DATA PROVIDED Block Start

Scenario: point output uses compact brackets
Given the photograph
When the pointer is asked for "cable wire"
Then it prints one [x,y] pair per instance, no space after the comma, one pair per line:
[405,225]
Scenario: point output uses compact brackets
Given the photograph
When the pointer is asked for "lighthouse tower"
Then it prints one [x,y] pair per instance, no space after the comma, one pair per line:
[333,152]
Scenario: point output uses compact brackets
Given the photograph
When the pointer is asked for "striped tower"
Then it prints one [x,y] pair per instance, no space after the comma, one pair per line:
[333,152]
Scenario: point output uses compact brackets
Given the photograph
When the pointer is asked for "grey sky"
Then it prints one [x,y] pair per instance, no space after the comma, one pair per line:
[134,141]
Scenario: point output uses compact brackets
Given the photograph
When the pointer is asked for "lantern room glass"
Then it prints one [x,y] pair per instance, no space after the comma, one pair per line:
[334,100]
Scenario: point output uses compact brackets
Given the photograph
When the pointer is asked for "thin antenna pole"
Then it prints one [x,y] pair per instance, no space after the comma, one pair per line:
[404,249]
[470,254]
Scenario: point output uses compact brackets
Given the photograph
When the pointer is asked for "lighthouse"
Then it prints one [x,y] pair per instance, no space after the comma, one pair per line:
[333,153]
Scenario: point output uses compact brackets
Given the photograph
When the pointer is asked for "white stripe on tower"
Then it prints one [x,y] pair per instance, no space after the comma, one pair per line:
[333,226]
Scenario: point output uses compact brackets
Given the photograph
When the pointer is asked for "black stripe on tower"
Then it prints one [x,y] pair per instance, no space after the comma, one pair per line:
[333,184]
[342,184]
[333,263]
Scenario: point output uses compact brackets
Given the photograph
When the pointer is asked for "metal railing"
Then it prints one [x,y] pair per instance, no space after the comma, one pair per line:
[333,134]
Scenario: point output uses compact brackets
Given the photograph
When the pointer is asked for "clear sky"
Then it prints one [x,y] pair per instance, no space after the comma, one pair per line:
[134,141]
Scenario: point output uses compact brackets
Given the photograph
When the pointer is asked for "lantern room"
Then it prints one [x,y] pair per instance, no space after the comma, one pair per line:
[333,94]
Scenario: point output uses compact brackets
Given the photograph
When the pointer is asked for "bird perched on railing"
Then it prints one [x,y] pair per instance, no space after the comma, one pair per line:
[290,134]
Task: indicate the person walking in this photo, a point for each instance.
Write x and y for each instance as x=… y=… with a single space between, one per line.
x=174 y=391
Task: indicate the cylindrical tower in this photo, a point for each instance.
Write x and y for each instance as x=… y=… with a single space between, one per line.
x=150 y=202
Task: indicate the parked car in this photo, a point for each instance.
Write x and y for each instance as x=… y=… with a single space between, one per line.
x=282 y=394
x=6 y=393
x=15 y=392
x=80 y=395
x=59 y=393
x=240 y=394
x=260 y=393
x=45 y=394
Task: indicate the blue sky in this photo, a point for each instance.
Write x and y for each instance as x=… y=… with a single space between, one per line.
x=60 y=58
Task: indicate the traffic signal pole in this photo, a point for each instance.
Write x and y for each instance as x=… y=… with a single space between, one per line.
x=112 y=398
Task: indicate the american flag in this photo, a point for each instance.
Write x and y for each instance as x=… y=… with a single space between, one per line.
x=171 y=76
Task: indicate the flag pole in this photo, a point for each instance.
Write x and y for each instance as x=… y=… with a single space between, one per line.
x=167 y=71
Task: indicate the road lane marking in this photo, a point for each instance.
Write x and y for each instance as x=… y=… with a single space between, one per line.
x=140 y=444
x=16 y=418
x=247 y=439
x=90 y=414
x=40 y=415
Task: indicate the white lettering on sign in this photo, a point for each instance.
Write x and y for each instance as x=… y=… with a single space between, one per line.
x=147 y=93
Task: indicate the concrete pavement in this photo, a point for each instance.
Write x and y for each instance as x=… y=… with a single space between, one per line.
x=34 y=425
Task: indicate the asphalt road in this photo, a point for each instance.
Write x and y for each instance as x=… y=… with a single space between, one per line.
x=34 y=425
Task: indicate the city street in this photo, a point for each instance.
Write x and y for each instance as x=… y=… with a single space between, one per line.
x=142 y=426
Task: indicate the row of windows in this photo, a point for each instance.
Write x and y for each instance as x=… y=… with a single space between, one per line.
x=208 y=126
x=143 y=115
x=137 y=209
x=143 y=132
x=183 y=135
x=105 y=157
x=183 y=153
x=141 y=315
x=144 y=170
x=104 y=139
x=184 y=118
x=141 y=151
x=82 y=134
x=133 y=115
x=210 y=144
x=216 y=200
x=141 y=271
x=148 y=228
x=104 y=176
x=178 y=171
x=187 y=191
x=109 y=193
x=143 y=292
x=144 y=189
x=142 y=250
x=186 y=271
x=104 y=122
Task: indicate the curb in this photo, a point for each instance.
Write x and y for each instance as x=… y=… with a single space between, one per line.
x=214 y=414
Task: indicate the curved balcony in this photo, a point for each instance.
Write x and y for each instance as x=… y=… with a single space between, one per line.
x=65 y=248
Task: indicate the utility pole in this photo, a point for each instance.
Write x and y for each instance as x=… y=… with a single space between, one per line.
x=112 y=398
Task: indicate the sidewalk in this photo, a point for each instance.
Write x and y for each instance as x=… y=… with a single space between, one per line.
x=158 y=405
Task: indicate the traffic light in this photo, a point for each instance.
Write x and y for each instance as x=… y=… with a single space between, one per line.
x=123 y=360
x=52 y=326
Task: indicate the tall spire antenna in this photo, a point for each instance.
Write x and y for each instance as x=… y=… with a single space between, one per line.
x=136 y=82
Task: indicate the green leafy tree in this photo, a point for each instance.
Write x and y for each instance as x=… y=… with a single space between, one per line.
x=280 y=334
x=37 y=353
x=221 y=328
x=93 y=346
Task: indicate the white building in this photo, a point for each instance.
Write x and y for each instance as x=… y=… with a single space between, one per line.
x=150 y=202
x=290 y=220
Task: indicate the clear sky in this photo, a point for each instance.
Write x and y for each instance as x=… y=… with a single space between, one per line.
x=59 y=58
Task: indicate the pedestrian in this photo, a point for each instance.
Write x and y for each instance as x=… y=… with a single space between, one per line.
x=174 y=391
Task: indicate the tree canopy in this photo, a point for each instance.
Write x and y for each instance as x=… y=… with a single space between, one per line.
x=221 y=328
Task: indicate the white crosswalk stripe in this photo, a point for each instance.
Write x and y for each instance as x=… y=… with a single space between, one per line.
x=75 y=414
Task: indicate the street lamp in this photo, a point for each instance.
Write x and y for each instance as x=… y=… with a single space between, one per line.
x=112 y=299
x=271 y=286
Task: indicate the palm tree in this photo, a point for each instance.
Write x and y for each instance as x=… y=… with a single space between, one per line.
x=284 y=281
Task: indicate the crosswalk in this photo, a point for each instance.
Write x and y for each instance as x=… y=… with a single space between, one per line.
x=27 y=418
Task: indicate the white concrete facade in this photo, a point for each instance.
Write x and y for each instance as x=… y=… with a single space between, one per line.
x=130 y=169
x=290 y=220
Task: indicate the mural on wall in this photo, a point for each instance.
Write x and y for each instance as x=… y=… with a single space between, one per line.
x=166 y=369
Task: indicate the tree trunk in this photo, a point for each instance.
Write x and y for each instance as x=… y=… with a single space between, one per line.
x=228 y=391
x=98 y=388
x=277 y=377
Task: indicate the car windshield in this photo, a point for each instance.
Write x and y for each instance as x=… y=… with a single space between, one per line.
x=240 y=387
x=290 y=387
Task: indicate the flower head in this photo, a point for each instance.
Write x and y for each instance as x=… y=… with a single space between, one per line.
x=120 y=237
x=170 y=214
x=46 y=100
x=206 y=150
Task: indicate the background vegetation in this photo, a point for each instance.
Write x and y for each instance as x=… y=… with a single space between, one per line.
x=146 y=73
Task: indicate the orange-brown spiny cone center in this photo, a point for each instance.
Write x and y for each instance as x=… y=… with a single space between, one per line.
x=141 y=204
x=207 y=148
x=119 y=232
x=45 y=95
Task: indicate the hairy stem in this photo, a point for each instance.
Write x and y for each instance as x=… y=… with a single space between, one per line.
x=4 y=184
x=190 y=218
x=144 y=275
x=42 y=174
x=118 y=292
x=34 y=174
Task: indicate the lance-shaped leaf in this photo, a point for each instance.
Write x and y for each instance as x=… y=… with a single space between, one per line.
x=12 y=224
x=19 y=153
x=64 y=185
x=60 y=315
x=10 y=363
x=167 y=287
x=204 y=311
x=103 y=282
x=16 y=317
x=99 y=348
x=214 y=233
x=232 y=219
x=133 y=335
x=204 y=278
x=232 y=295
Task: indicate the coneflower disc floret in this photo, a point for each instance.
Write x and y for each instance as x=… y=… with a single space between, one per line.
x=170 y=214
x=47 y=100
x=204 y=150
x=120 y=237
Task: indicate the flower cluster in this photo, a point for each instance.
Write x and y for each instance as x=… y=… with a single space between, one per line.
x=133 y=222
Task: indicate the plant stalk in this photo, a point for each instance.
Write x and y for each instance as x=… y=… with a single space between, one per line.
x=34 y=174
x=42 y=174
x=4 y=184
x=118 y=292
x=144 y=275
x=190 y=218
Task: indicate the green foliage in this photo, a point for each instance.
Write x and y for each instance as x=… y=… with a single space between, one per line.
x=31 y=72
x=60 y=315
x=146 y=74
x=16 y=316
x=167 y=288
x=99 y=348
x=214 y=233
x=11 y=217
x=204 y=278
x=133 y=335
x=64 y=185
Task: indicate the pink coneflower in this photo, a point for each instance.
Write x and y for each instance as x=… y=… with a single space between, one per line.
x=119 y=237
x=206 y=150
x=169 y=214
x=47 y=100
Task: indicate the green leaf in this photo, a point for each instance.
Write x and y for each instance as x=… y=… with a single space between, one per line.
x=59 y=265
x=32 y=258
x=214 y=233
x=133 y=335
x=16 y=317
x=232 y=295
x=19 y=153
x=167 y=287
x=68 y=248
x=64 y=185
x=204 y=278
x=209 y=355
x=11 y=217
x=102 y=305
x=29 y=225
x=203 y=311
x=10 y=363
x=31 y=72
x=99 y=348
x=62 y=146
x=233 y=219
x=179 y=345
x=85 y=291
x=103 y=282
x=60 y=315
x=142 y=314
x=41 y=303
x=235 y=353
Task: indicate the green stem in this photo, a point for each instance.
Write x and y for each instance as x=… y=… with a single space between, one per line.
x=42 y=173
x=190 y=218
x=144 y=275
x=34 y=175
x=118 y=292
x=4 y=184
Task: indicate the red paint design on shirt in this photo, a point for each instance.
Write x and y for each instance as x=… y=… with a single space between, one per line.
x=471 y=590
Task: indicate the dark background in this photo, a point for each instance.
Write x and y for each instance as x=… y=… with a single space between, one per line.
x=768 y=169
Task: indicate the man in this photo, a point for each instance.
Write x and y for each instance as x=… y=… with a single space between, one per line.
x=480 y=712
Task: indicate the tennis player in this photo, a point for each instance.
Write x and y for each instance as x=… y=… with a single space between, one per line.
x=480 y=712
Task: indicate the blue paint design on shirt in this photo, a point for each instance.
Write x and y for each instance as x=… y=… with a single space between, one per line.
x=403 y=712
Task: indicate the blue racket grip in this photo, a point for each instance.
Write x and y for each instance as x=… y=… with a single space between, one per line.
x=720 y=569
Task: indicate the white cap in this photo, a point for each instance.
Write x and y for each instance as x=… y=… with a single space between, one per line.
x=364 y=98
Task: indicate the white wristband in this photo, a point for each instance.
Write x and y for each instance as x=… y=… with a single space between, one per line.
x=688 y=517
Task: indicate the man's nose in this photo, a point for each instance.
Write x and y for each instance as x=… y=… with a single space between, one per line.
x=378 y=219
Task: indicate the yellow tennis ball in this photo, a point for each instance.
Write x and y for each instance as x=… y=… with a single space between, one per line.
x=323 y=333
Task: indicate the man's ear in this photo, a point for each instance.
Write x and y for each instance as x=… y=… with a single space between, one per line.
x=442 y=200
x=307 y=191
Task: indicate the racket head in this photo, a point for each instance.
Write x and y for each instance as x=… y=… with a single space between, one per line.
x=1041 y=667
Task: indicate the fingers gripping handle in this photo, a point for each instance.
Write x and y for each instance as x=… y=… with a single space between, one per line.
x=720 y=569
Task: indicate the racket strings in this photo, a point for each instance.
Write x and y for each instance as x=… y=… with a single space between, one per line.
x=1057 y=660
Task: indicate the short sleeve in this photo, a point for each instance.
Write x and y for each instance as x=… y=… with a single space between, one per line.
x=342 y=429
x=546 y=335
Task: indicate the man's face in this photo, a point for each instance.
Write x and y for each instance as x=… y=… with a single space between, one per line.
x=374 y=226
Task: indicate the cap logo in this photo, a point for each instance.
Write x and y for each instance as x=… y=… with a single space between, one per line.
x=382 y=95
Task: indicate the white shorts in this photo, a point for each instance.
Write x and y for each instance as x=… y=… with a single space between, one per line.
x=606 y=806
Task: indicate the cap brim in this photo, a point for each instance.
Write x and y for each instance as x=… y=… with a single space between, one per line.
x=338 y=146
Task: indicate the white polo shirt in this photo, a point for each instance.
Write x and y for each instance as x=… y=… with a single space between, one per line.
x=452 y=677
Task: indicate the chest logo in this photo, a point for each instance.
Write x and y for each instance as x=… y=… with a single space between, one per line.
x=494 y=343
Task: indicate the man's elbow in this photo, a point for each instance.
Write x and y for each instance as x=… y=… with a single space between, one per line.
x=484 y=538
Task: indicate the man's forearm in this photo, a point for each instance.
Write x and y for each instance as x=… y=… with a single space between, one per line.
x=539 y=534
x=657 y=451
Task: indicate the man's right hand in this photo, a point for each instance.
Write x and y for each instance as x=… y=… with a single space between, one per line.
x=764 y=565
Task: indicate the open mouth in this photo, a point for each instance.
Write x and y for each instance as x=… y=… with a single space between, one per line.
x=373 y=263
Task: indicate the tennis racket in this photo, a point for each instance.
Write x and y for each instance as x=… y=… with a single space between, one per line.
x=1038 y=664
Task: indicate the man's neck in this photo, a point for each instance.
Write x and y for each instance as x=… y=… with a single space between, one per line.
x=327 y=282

DATA PROVIDED Block End

• EXERCISE INSTRUCTIONS
Pick out the lines above containing the word "lighthouse", then copy them.

• ANSWER FOR THE TASK
When the pointer is asked for "lighthouse tower"
When the pointer is asked for "lighthouse"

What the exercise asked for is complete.